[Stored records]

============

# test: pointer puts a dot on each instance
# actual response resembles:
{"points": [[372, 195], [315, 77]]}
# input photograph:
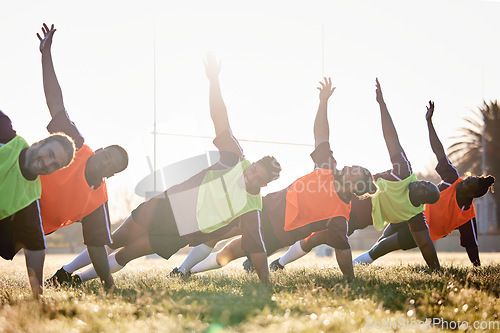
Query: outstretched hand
{"points": [[430, 111], [326, 90], [46, 41], [378, 92], [212, 67]]}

============

WORK INSTRUCTIONS: Only the text of the entries above, transcribed exactly, should be given; leave out pictures.

EXERCISE RESULT:
# test: pointer puts a dot on each instance
# actual response resembles:
{"points": [[372, 195], [315, 77]]}
# input photograph:
Query: outstretched hand
{"points": [[430, 111], [326, 90], [46, 41], [378, 92], [212, 67]]}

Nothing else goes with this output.